(Objectif 1)
Dans la liste, de la ligne contenant « Would you mind tagging the tree in » jusqu'à la fin de la liste, remplacez « photograph » par « picture », puis redonnez ces lignes sans aucune autre modification. Laissez les images hors de votre réponse.

(Extrait)
==*==

L’accaparement que nous signalons est si manifestement illogique que deux lignes de défaite polie de l’héritier légitime de Balzac ont été comprises, comme le génial auteur de la Fille Élisa le désirait sans doute en son intimité. Pour notre part, sans prétendre développer sa discrète protestation en tumulte, nous croyons devoir n’en pas laisser mourir trop vite l’écho. À tout prendre, il serait attristant qu’une armée littéraire, trop à l’ivresse de sa jeune victoire, fût assez dédaigneuse de ses charges pour laisser aux bandes de maraude, dans lesquelles se reforment peut-être les cadres ennemis, le soin d’enterrer ses morts et comme la licence de les détrousser. Que le catholicisme ait réussi à faire sienne la martyre lorraine, c’est une mystification qui, bien qu’étrange, s’explique, ne serait-ce que par la caducité du patriotisme. Mais que nous laissions se perpétrer à notre détriment un rapt de même nature en l’exubérance scientifique de l’art immortel, voilà qui n’est pas croyable ! alors surtout que, dans l’espèce, les ravisseurs contre lesquels nous avons à défendre nos génies ne sont que des récidivistes.

==*==

(Données extraites)
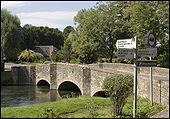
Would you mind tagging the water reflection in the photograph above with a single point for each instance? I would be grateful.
(27, 95)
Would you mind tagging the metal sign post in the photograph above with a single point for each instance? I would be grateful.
(135, 82)
(151, 43)
(151, 87)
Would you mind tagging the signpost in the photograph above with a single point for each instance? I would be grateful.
(148, 52)
(125, 53)
(147, 63)
(126, 43)
(151, 40)
(127, 49)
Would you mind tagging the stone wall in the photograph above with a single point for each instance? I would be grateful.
(77, 74)
(89, 77)
(23, 75)
(43, 73)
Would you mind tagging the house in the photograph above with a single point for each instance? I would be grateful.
(46, 50)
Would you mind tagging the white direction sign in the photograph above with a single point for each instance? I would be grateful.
(126, 43)
(148, 52)
(125, 53)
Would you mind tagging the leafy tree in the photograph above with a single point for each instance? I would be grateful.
(42, 36)
(67, 30)
(118, 87)
(151, 16)
(11, 33)
(66, 53)
(30, 56)
(101, 27)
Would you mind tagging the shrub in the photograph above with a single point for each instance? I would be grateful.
(30, 56)
(118, 87)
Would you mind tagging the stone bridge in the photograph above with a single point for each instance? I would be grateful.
(88, 78)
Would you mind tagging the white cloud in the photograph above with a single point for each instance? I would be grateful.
(7, 4)
(57, 19)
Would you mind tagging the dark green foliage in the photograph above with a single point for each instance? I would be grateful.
(67, 31)
(6, 78)
(11, 33)
(118, 87)
(41, 36)
(30, 56)
(53, 57)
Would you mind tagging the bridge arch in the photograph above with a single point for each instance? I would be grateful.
(70, 86)
(43, 82)
(100, 93)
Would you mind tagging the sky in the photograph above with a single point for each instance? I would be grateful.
(54, 14)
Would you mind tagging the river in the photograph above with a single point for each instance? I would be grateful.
(27, 95)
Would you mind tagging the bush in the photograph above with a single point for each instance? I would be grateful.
(118, 87)
(30, 56)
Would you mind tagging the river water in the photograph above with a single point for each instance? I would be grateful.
(27, 95)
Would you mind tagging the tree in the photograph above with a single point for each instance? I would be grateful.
(102, 26)
(42, 36)
(66, 53)
(151, 16)
(11, 33)
(118, 87)
(67, 30)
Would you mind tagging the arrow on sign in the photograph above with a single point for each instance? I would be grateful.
(148, 52)
(125, 53)
(126, 43)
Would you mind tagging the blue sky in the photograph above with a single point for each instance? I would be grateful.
(54, 14)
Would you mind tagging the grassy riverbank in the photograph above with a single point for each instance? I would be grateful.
(80, 108)
(6, 77)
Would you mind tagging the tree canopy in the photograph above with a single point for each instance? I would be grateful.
(11, 33)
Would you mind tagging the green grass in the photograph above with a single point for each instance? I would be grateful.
(6, 77)
(75, 108)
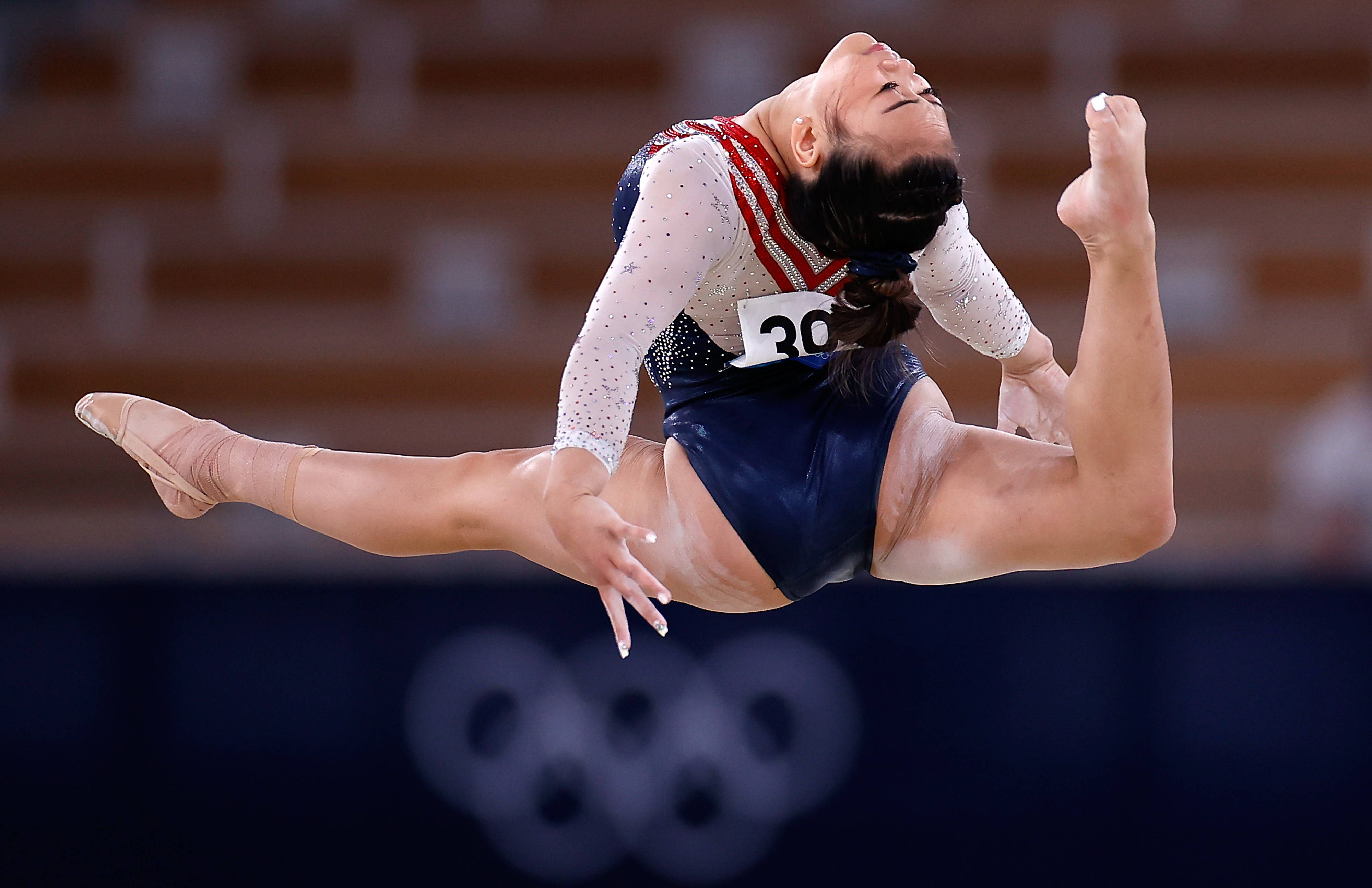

==*==

(Objectif 2)
Poursuivez l'extrait sur l'accaparement de l'héritage littéraire de Balzac à partir de sa dernière phrase.

(Résultat 1)
Would you mind tagging the tree in the picture above with a single point for each instance? I would be grateful.
(102, 26)
(42, 36)
(66, 53)
(151, 16)
(11, 33)
(118, 87)
(67, 30)
Would you mind tagging the arrow on sign in the picture above with a single point for each instance? I would be grateful.
(148, 52)
(125, 53)
(126, 43)
Would you mind tagging the blue sky in the picture above with a single point for each instance? I would be grateful.
(54, 14)
Would you mind tagging the grassy riverbank in the picture above with a single point for each instance? I would be grateful.
(80, 108)
(6, 77)
Would you mind tagging the tree canopy in the picture above with a single point for each instance? I would be grateful.
(11, 33)
Would you mind tagging the green grass in the picture above with a single point for each instance? I would be grateful.
(6, 77)
(75, 108)

(Résultat 2)
Une glorification pareille à celle que nous combattons fut, en effet, tentée contre la gloire de Balzac, ihy a de cela trente-deux ans, peu après sa mort. On essaya alors de le couler en bronze, — couler est bien le mot, — pêle-mêle avec Frédéric Soulié, encore un fécond. Et, coïncidence à retenir, le promoteur du coup n’était autre qu’Alexandre Dumas. Grâce à l’énergie de madame de Balzac, soucieuse de l’honneur du nom dont elle avait la garde, la tentative échoua, piteuse et ridicule. Il serait beau que la famille littéraire du maître, non moins autorisée, en somme, bien qu’à d’autres titres, déployât la même vaillance heureuse contre la confusion de gloire que l’on médite aujourd’hui. À défaut de la loi que madame de Balzac dut mettre en campagne, ne pouvons-nous conquérir l’opinion, opposer aux velléités d’accaparement d’une coterie sans mandat la protestation de l’élite artistique et, qui sait ? du public tout entier ?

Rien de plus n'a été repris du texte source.